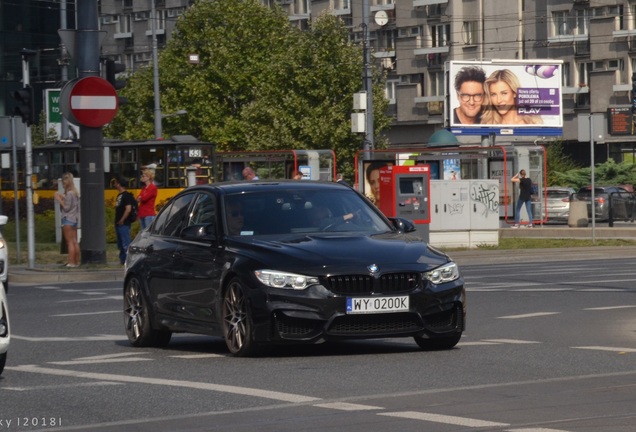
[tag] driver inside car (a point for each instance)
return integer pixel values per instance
(320, 217)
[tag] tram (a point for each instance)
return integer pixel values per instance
(170, 159)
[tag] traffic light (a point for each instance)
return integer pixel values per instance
(112, 69)
(24, 104)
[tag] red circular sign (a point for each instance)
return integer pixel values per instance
(90, 101)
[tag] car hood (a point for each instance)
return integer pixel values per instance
(333, 252)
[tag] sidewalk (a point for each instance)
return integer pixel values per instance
(52, 273)
(115, 273)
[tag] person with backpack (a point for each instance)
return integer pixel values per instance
(125, 214)
(69, 206)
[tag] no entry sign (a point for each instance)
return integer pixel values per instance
(89, 101)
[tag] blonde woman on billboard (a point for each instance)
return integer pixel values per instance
(501, 100)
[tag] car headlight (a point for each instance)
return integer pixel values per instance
(278, 279)
(446, 273)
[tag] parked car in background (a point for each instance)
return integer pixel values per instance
(558, 200)
(4, 255)
(261, 263)
(5, 335)
(622, 202)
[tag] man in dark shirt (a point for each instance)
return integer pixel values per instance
(525, 197)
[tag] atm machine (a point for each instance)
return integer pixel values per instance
(405, 193)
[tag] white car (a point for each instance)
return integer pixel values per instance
(4, 256)
(5, 335)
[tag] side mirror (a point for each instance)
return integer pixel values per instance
(403, 225)
(199, 233)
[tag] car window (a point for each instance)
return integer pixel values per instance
(203, 211)
(300, 211)
(176, 216)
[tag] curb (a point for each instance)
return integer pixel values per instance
(20, 274)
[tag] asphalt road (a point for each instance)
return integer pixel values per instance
(550, 346)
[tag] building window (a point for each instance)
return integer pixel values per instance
(390, 90)
(469, 32)
(124, 24)
(584, 70)
(440, 35)
(160, 20)
(436, 86)
(560, 24)
(385, 40)
(582, 21)
(566, 77)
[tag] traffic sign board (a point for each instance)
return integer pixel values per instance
(90, 101)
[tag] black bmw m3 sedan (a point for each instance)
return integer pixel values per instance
(263, 263)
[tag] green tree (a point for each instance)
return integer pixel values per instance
(558, 163)
(260, 83)
(607, 173)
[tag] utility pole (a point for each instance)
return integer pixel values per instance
(367, 79)
(64, 60)
(87, 52)
(27, 116)
(155, 74)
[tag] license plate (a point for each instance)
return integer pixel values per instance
(363, 305)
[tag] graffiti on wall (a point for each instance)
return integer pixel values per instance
(486, 194)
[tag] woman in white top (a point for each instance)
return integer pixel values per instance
(69, 203)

********

Your goal
Return exactly what appears from the opening line of the material through the line with "[tag] traffic light", apart from the pictures.

Your response
[tag] driver inside car (a point for each instance)
return integer pixel values per instance
(320, 217)
[tag] tram (a point for each instance)
return integer pixel values per instance
(170, 159)
[tag] traffic light (a point for each instance)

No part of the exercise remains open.